DOCUMENT EXTRACT below:

Farm in San Elizario, Texas, United States

Licon Dairy is a family-owned farm, dairy, and petting zoo in San Elizario, Texas. The dairy is best known for its asadero cheese. In 2019, a restaurant called the Outlaw Saloon & Grill was opened at Licon Dairy.

== About ==
Licon Dairy is a fifty acres farm, dairy, and petting zoo in San Elizario, Texas that specializes in making handmade asadero cheese. Every day, they sell around 400 10-slice packages of the cheese. Milk for cheesemaking is sourced from Sarah Farms in El Paso. It may be the only commercial dairy in the United States using traditional Mexican techniques for cheesemaking and people from as far away as New York City and Chicago come to buy asadero cheese from Licon. Other dairy products made at Licon Dairy include ricotta cheese, chile con queso, chile con suero, and whey.

Licon Dairy features a retail shop and a restaurant called the Outlaw Saloon & Grill. The free petting zoo includes llamas, donkeys, goats, Watusi cattle and other animals. The zoo started out with a pair of six-month old ostriches.

The company distributes its products throughout West Texas, including Alpine, Marfa, Fort Stockton, and Pecos.

== History ==
The original asadero cheese recipe used at Licon Dairy dates back to around 1928 and was developed by Isabel Chavez, who made asadero cheese with leftover cow's milk using a recipe from her childhood. The recipe was passed down in the family and was used again by Chavez' daughter, Isabella Martinez, when her family started a dairy in 1948 in San Elizario, Texas. Martinez' daughter, Mary Martinez, married Eugenio Licon in 1958, and together they began helping with the family business. In 1963, Eugenio bought the dairy from his father-in-law and moved it to its current location.

End of DOCUMENT EXTRACT.
RECORDED DATA below:

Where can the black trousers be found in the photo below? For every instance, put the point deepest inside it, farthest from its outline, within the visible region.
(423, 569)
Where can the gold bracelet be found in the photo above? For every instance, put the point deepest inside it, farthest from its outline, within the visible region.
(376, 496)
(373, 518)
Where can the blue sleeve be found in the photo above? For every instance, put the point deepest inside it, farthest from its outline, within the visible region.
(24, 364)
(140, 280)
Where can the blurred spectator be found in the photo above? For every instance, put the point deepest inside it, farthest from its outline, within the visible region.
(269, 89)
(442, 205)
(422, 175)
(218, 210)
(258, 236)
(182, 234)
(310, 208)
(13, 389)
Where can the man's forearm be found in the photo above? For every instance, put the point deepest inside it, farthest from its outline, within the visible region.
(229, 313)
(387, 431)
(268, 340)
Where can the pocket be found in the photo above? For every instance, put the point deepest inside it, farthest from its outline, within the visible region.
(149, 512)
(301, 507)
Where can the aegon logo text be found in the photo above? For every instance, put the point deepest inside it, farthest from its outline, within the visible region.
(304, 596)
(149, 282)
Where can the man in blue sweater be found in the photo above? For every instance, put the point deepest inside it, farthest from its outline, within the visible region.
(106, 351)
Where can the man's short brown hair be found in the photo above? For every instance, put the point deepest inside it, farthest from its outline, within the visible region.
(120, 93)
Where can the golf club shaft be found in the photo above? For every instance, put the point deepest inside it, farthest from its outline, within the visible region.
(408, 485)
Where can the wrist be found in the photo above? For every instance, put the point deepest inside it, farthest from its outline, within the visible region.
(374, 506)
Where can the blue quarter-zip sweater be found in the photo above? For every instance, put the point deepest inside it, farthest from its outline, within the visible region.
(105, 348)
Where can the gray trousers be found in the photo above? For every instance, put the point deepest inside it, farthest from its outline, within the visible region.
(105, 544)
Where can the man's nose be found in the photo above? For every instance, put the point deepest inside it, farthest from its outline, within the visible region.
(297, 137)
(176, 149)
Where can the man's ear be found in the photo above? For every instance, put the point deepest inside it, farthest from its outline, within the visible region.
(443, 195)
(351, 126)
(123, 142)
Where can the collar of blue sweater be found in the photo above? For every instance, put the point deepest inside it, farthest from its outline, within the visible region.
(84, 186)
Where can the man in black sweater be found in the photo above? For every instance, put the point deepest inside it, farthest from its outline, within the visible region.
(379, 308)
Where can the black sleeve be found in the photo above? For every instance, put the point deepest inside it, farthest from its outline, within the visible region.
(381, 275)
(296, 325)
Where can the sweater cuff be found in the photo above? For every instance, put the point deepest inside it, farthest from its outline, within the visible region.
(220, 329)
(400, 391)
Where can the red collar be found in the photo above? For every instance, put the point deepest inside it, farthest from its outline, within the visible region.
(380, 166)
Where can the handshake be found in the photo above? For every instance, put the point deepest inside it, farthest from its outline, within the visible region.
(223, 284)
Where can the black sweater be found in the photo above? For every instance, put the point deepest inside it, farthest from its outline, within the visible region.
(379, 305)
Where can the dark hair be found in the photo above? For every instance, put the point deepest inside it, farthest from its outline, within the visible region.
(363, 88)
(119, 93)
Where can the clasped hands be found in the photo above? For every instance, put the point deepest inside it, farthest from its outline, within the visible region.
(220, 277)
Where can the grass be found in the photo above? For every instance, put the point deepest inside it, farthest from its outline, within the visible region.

End of RECORDED DATA.

● **TASKS TO PERFORM**
A – Answer these from the Licon Dairy article:
(i) Where does the milk used for cheesemaking come from?
(ii) What animals did the petting zoo start out with?
(iii) In what year did Eugenio Licon buy the dairy from his father-in-law?
B – Carry on the Licon Dairy article from its final sentence.
The listing has no connection to the Licon Dairy article.

● **ANSWER SECTION**
A –
(i) Sarah Farms in El Paso
(ii) A pair of six-month-old ostriches
(iii) 1963

B –
By 1978, the dairy had between 60 and 70 cows and made 200 pounds of asadero cheese every day. By 1980, there were 160 cows. The cheese was made by hand and in the 1980s, there were lines of people waiting to buy the asadero. Nine years later, the dairy continued to hand-make cheese, now around 3,000 to 4,000 a day. In 2022, they were making 400 pounds of cheese a day.

In 2000, bovine tuberculosis eradication measures resulted in the closure of dairy operations in El Paso County. Licon Dairy subsequently moved its herd to Hudspeth County and later began purchasing milk for cheese production. In January 2019, several animals at the petting zoo were killed and others injured after loose dogs entered the property, prompting a temporary closure of the attraction. The petting zoo reopened in March 2021 after a year-long closure during the COVID-19 pandemic. During that period, the family rebuilt and upgraded a number of animal enclosures.